----- STUDY TEXT

You and your doctor may decide to do nothing about the tumor other than monitor it.


The usual treatment is surgical removal. The surgery may involve total or partial removal of the tumor mass.

In virtually all cases, the tumor doesn’t recur after surgery.

Pinhole laser

A carbon dioxide (CO2) laser used in a pinhole pattern is a treatment option for tumors on the face or another area where you don’t want scarring. Malignancy (cancer) should be ruled out before this treatment.


If the nodular fasciitis is large or on the face, a corticosteroid injection at the site may help resolve the tumor.

A 2015 article reported that this nonsurgical treatment for facial tumors produced better results with fewer recurrences. Malignancy should be ruled out before this treatment.

Histology refers to the particular kinds of cells in a tumor. These can be seen by looking at tumor tissue under a microscope. Malignant tumors and nodular fasciitis sometimes have similar cell populations.

Under a microscope, cells in nodular fasciitis tissue float around in loose bundles of:

  • fibroblasts, spindle-shaped cells found in connective tissue
  • myofibroblasts, large cells with an appearance between fibroblasts and smooth muscle tissue

The cell bundles move within a mucous-like matrix called a myxoid stroma.

The following are other characteristics of nodular fasciitis tissue:

  • The bundles of cells form “S” or “C” shapes when they move around, or sometimes cartwheel formations.
  • Cells have a feathery appearance, with holes or tears in the tissue.
  • Chromosomes of the cells are visible during cell division.

----------

WORK INSTRUCTIONS
Resume the passage on nodular fasciitis above, starting after its final sentence.

----- SOURCE INFORMATION

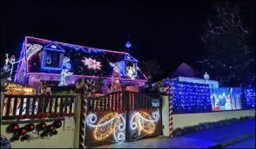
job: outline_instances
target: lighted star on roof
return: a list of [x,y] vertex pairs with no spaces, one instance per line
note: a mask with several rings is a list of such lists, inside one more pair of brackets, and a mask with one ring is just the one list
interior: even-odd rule
[[85,58],[84,60],[81,60],[84,62],[85,66],[87,66],[88,69],[101,69],[101,64],[100,62],[96,61],[95,59],[92,59],[90,57],[88,59]]

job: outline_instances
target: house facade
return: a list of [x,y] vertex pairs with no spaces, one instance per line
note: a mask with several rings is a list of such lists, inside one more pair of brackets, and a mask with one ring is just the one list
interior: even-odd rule
[[115,69],[120,72],[122,85],[141,87],[147,81],[138,60],[123,52],[26,36],[20,60],[15,81],[35,87],[40,87],[42,81],[60,85],[63,75],[67,85],[74,84],[83,74],[86,79],[100,78],[109,84]]

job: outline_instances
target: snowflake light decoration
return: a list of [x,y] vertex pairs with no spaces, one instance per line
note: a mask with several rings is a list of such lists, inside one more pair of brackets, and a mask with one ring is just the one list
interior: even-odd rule
[[90,57],[88,59],[85,58],[84,60],[81,60],[84,62],[85,66],[87,66],[88,69],[101,69],[101,64],[100,62],[96,61],[95,59],[92,59]]

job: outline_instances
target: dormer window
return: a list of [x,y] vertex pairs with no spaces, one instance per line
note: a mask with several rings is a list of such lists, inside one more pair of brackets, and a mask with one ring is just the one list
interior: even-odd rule
[[52,42],[44,48],[42,59],[42,69],[62,70],[65,50]]
[[46,56],[46,66],[58,67],[60,55],[60,53],[56,52],[47,52]]
[[129,54],[125,57],[125,76],[131,79],[137,77],[137,62],[138,60]]

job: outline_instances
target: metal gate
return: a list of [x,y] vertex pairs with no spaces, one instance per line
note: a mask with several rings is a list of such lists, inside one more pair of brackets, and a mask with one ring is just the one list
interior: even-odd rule
[[87,103],[85,146],[162,134],[161,101],[157,95],[118,92],[89,98]]

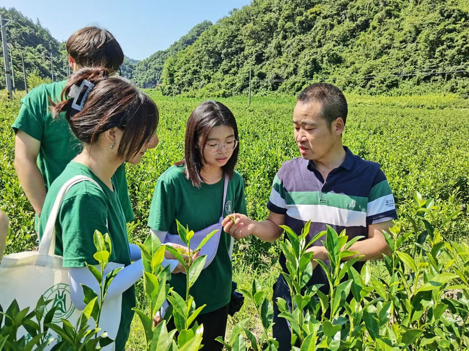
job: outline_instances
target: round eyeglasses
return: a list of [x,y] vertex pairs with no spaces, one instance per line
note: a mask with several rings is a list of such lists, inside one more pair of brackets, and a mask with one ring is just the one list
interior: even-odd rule
[[205,145],[205,148],[210,154],[218,154],[221,151],[222,146],[225,146],[227,151],[233,151],[238,146],[238,140],[232,139],[227,141],[225,144],[219,143],[210,143]]

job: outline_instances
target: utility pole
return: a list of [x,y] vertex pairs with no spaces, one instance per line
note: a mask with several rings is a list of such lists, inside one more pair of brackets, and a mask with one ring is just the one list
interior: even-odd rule
[[9,20],[3,18],[0,14],[0,27],[1,27],[1,42],[3,47],[3,62],[5,63],[5,78],[7,81],[7,97],[10,101],[13,101],[13,95],[11,94],[11,81],[10,80],[10,63],[8,59],[8,46],[7,45],[7,30],[5,28]]
[[54,81],[54,67],[52,66],[52,51],[51,51],[51,79]]
[[251,64],[249,64],[249,100],[248,104],[251,106]]
[[23,53],[21,53],[21,62],[23,64],[23,77],[24,78],[24,88],[26,89],[26,94],[28,94],[28,82],[26,81],[26,70],[24,69],[24,58],[23,57]]
[[13,45],[10,43],[7,45],[10,48],[10,61],[11,63],[11,78],[13,80],[13,93],[16,94],[16,88],[15,86],[15,69],[13,68]]

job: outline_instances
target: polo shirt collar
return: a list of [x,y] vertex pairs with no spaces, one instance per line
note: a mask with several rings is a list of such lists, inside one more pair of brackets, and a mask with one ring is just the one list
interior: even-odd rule
[[[352,169],[353,167],[354,163],[354,154],[350,151],[350,149],[346,146],[344,146],[344,150],[345,150],[345,159],[344,160],[342,164],[339,167],[341,168],[343,168],[345,169],[347,169],[348,170],[350,170]],[[308,162],[308,169],[312,171],[313,170],[316,169],[316,168],[314,166],[314,162],[311,160],[310,160]]]

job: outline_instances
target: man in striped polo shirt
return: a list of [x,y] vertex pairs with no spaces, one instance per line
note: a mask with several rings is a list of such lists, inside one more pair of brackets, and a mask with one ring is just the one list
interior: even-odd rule
[[[301,157],[284,162],[277,172],[266,219],[257,222],[237,214],[235,225],[225,219],[225,231],[235,239],[254,235],[271,241],[281,235],[279,226],[284,224],[300,233],[310,220],[310,240],[329,225],[338,233],[346,229],[349,240],[364,236],[349,249],[364,255],[362,261],[382,259],[383,254],[389,254],[382,230],[388,231],[397,218],[394,198],[379,165],[354,155],[342,145],[347,113],[345,96],[332,84],[315,83],[300,93],[293,112],[293,125]],[[309,249],[314,252],[314,258],[329,265],[322,240],[325,238]],[[287,271],[283,254],[280,261]],[[363,264],[358,262],[354,267],[360,271]],[[314,284],[324,284],[321,290],[328,292],[327,278],[320,268],[313,272],[309,285]],[[273,289],[273,336],[279,341],[279,351],[290,350],[289,325],[287,320],[279,317],[275,303],[281,297],[291,308],[290,292],[281,275]]]

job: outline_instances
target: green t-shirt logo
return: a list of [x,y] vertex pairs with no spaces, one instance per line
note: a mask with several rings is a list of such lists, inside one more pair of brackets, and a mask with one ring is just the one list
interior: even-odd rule
[[[45,300],[53,300],[51,308],[56,307],[54,317],[52,319],[52,322],[54,323],[60,322],[61,318],[68,319],[75,310],[75,307],[70,299],[68,284],[63,283],[56,284],[47,289],[44,293],[44,296]],[[46,309],[47,309],[47,308]]]
[[227,213],[227,214],[231,214],[233,212],[233,207],[231,205],[231,201],[227,201],[227,203],[225,205],[225,212]]

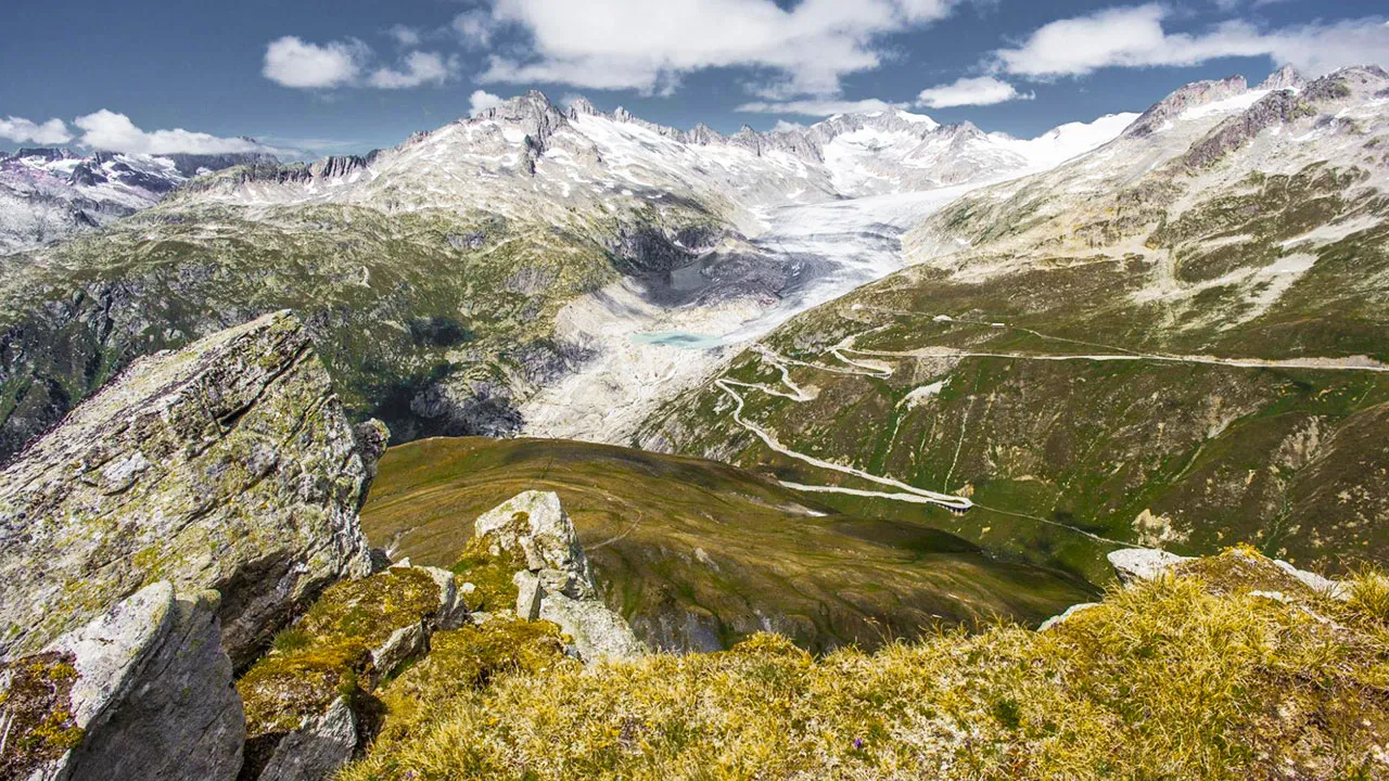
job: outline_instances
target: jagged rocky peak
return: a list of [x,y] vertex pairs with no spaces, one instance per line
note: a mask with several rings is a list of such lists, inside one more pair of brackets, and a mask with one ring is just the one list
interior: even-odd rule
[[1139,118],[1124,131],[1124,138],[1149,136],[1167,122],[1179,117],[1182,111],[1196,108],[1197,106],[1207,106],[1210,103],[1215,103],[1217,100],[1225,100],[1226,97],[1235,97],[1236,94],[1243,94],[1245,92],[1249,92],[1249,82],[1245,81],[1245,76],[1192,82],[1154,103],[1151,108],[1139,115]]
[[521,129],[531,139],[535,154],[543,154],[550,136],[568,124],[564,113],[538,89],[504,100],[500,106],[478,114],[472,121],[501,122]]
[[1283,65],[1258,85],[1257,89],[1301,89],[1307,86],[1307,79],[1292,65]]
[[575,97],[569,103],[569,118],[578,120],[579,117],[601,117],[603,113],[593,106],[588,97]]
[[368,428],[288,311],[136,360],[0,471],[0,655],[168,579],[221,592],[222,646],[250,659],[296,606],[369,571]]
[[721,143],[724,140],[724,135],[722,133],[720,133],[714,128],[706,125],[704,122],[700,122],[700,124],[694,125],[693,128],[690,128],[690,132],[686,133],[686,138],[689,139],[689,143],[699,145],[699,146],[708,146],[711,143]]
[[367,154],[336,154],[325,157],[322,160],[315,160],[307,167],[310,176],[344,176],[353,171],[360,171],[372,164],[374,160],[381,154],[381,150],[372,150]]

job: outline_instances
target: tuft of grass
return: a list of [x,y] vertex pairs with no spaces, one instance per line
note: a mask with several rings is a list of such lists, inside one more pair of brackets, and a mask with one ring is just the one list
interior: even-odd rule
[[1347,582],[1347,606],[1375,621],[1389,624],[1389,577],[1364,567]]
[[461,652],[401,677],[426,710],[343,778],[1379,778],[1389,634],[1357,628],[1383,616],[1378,578],[1350,602],[1285,603],[1170,575],[1047,632],[1000,623],[872,655],[756,635],[485,681]]
[[236,682],[247,737],[297,730],[338,696],[369,691],[389,673],[371,668],[371,650],[438,609],[439,585],[421,570],[392,568],[329,586]]

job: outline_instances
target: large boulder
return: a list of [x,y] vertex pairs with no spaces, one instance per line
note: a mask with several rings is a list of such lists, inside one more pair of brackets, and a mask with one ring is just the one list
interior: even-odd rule
[[1257,589],[1279,595],[1321,595],[1347,599],[1346,584],[1299,570],[1288,561],[1268,559],[1249,546],[1235,546],[1217,556],[1188,557],[1145,548],[1108,554],[1114,574],[1124,585],[1157,579],[1165,574],[1193,575],[1217,593]]
[[163,581],[0,664],[0,777],[236,778],[246,727],[219,634],[215,593]]
[[222,646],[249,661],[369,573],[357,509],[385,434],[361,432],[289,313],[135,361],[0,472],[0,655],[169,581],[221,593]]
[[515,566],[515,611],[553,621],[585,661],[646,653],[632,627],[599,599],[574,521],[553,492],[526,491],[474,523],[471,548]]
[[369,732],[374,692],[468,620],[453,573],[394,566],[328,588],[238,682],[246,703],[242,778],[317,781]]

----------

RESPONSE
  • The chromosome material (chromatin) is fine, pale, and even-looking.
  • Cells don’t change their shape (non-pleomorphic).
  • Cells have a high rate of division (mitosis).

Researchers may stain the cells to examine their structure and reactivity. Some of the nodular fasciitis cell characteristics may change, depending on the location of the tumor.

The histology is important for diagnosis. In contrast, a malignant sarcoma usually:

  • is larger than 4 centimeters
  • has cells that change shape (pleomorphic)
  • has coarse, granular, and irregular chromosome material
  • has abnormal cell division

Nodular fasciitis is a small soft-tissue tumor under the skin with these characteristics:

  • It grows very rapidly.
  • It’s a solitary tumor.
  • It feels firm.
  • It’s usually not painful.
  • It may be tender.
  • It doesn’t spread.
  • It’s oval or round in shape with irregular margins.

There’s nothing in its appearance to distinguish it from a malignant tumor.

The cause of nodular fasciitis isn’t known. It’s thought that the tumors might occur after an injury to the area or an infection.

Nodular fasciitis can occur anywhere in the body, including the mouth. The most frequent sites, according to a 1984 review of 250 cases, are:

  • forearm (27 percent)
  • thigh (17 percent)
  • upper arm (12 percent)

A 2017 study presented similar figures:

  • arms (34 percent)
  • head and neck region (24 percent)
  • trunk (21 percent)
  • legs (14 percent)

Diagnosis of nodular fasciitis is a challenge because it’s similar to some malignant tumors. It’s also very rare. It represents only 0.025 percent of all tumor cases.

Nodular fasciitis can resemble:

  • spindle cell sarcoma
  • fibromatosis
  • fibrous histiocytoma
  • benign nerve sheath tumors
  • pleomorphic adenoma

Imaging by sonogram, MRI scan, or CT scan can help characterize features of nodular fasciitis. FNAC followed by an analysis of tissue histology can help make a definitive diagnosis. Sometimes the diagnosis isn’t confirmed until the tumor is surgically removed.

Nodular fasciitis is a harmless tumor with an excellent outlook. Sometimes it resolves without any treatment.

The tumor resolves with surgery, including partial surgery.

Some tumors may be treated with corticosteroids. Steroid injection is a successful method if the tumor is on the face and aesthetics are involved.

If you have any symptoms of this type of tumor, it’s important that you talk to a doctor right away. Although such tumors are harmless, they share many characteristics with cancerous tumors, so it’s important to get a diagnosis.